*** Opening of Records to process ***

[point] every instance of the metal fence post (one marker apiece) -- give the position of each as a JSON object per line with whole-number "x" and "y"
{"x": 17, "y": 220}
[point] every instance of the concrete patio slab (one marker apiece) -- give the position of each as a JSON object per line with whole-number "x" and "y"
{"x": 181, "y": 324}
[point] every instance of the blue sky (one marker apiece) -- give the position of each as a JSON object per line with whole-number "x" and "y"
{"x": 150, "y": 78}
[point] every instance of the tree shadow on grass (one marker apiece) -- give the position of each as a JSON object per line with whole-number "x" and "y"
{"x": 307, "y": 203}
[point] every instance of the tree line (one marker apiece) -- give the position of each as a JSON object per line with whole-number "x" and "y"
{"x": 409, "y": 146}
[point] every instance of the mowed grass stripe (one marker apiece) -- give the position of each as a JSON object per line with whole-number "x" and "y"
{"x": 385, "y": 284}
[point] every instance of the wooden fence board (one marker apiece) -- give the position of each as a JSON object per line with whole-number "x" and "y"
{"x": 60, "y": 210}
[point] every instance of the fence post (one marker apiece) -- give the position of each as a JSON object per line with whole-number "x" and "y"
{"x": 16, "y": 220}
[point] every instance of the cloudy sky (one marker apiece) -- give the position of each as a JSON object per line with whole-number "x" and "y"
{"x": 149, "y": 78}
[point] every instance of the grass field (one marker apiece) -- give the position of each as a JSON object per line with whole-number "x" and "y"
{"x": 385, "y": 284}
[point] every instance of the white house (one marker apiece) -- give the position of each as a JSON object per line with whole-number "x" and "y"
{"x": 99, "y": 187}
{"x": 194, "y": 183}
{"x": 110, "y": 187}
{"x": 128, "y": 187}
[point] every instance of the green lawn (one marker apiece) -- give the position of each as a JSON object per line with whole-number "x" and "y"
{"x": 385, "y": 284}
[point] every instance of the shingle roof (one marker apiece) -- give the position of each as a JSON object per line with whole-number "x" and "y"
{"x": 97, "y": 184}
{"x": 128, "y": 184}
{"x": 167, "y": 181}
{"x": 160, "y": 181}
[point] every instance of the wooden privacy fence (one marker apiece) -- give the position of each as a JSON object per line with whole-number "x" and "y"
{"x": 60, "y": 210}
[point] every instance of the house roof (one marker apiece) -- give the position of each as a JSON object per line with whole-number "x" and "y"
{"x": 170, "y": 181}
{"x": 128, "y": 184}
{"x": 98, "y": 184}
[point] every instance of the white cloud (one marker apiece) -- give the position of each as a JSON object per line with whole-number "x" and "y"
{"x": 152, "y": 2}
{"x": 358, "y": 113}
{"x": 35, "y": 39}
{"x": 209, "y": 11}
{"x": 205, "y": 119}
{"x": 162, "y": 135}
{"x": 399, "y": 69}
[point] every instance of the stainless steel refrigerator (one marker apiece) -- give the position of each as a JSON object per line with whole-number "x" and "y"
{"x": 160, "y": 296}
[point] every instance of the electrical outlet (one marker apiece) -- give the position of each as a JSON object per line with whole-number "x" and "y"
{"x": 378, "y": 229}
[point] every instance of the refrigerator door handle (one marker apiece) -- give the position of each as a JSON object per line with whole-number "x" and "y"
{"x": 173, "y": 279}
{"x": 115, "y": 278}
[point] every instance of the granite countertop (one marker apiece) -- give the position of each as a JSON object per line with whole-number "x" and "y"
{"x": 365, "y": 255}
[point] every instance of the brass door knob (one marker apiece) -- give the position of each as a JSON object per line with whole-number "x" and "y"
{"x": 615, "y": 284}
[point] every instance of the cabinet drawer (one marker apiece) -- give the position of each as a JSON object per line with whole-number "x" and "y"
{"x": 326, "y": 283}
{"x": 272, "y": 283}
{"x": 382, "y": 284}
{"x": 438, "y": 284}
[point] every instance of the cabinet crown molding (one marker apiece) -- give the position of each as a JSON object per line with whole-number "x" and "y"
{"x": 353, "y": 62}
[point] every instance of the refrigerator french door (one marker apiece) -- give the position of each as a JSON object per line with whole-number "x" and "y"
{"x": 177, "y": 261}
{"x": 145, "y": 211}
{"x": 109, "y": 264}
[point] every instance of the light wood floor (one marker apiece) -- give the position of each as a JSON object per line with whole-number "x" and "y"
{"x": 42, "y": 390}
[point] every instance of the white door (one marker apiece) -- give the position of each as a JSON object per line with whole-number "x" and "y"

*** Close of Records to process ***

[Exercise prompt] In full and verbatim, repeat the records given above.

[Exercise response]
[point] every instance of the metal fence post (one marker apiece) -- give the position of each as a JSON object per line with whole-number "x" and "y"
{"x": 17, "y": 220}
[point] every instance of the concrete patio slab (one marker apiece) -- give the position of each as a JSON object per line with whole-number "x" and "y"
{"x": 181, "y": 324}
[point] every instance of the blue sky (one marker apiece) -- give the position of each as a JSON object per line with whole-number "x" and "y"
{"x": 150, "y": 78}
[point] every instance of the tree shadow on grass (one marker apiece) -- give the position of each as a JSON object per line with whole-number "x" and "y"
{"x": 307, "y": 203}
[point] every instance of the tree line (one marker apiece) -- give the position of each as a JSON object per line with whole-number "x" and "y"
{"x": 409, "y": 146}
[point] every instance of the mowed grass stripe (one marker apiece) -- give the position of each as a JSON object per line with whole-number "x" and "y"
{"x": 385, "y": 284}
[point] every instance of the wooden fence board (one marker apiece) -- give the position of each as a JSON object per line with whole-number "x" and "y"
{"x": 60, "y": 210}
[point] every instance of the fence post (one marker apiece) -- give the position of each as a JSON object per line with whole-number "x" and "y"
{"x": 16, "y": 220}
[point] every instance of the cloudy sky (one marker apiece) -- give the position of each as a JSON object per line with whole-number "x" and "y"
{"x": 149, "y": 78}
[point] every instance of the grass field (one marker apiece) -- give the position of each as a JSON object per line with whole-number "x" and "y"
{"x": 385, "y": 284}
[point] every instance of the white house (one marker apiece) -- give the position of each as a JSON object per line with whole-number "x" and "y"
{"x": 99, "y": 187}
{"x": 194, "y": 183}
{"x": 110, "y": 187}
{"x": 128, "y": 187}
[point] every instance of the green lawn (one marker apiece) -- give the position of each as a JSON object per line with whole-number "x" and "y"
{"x": 385, "y": 284}
[point] every instance of the shingle roof (one marker apiece) -- give the position of each as a JSON object per line with whole-number "x" and "y"
{"x": 97, "y": 184}
{"x": 128, "y": 184}
{"x": 167, "y": 181}
{"x": 160, "y": 181}
[point] every instance of the wooden privacy fence (one marker apiece) -- give the position of each as a JSON object per line with whole-number "x" and "y"
{"x": 60, "y": 210}
[point] every instance of the house roof (one marker apiece) -- give the position of each as a JSON object per line with whole-number "x" and "y"
{"x": 170, "y": 181}
{"x": 128, "y": 184}
{"x": 98, "y": 184}
[point] every instance of the white cloud (one marker apiece) -- give the position of each as a JSON object per line with whole-number "x" and "y"
{"x": 152, "y": 2}
{"x": 358, "y": 113}
{"x": 35, "y": 39}
{"x": 209, "y": 11}
{"x": 205, "y": 119}
{"x": 162, "y": 135}
{"x": 399, "y": 69}
[point] every instance of the stainless steel refrigerator (one marker apiece) -- give the position of each as a JSON object per line with whole-number "x" and "y"
{"x": 160, "y": 296}
[point] every instance of the electrical outlet (one marker apiece) -- give the position of each as a JSON object per line with whole-number "x" and "y"
{"x": 378, "y": 229}
[point] every instance of the refrigerator door handle (one marker apiece) -- give the position of each as a JSON object per line with whole-number "x" and "y"
{"x": 173, "y": 279}
{"x": 115, "y": 278}
[point] every instance of the granite countertop (one marker apiece) -- give the position of each as a JSON object per line with whole-number "x" and "y"
{"x": 365, "y": 255}
[point] every instance of the brass door knob (one marker apiece) -- give the position of each as a JSON object per line with whole-number "x" and "y"
{"x": 615, "y": 284}
[point] every instance of the cabinet drawer (one marker apiece) -- give the position of each as a JSON object per line with whole-number "x" and "y"
{"x": 326, "y": 283}
{"x": 272, "y": 283}
{"x": 382, "y": 284}
{"x": 438, "y": 284}
[point] every instance of the cabinet crown molding (one marker apiece) -- give the position of each as a JSON object per line with whole-number "x" and "y"
{"x": 353, "y": 62}
[point] every instance of the refrigerator french door (one marker apiece) -- give the position of each as a JSON object per line with whole-number "x" and "y"
{"x": 177, "y": 261}
{"x": 145, "y": 211}
{"x": 109, "y": 264}
[point] every instance of the light wood floor (one marker apiece) -- give the position of each as a JSON object per line with whole-number "x" and "y"
{"x": 42, "y": 390}
[point] every instance of the white door (one marker apiece) -- give the position of each as a JSON object per line with whole-number "x" and "y"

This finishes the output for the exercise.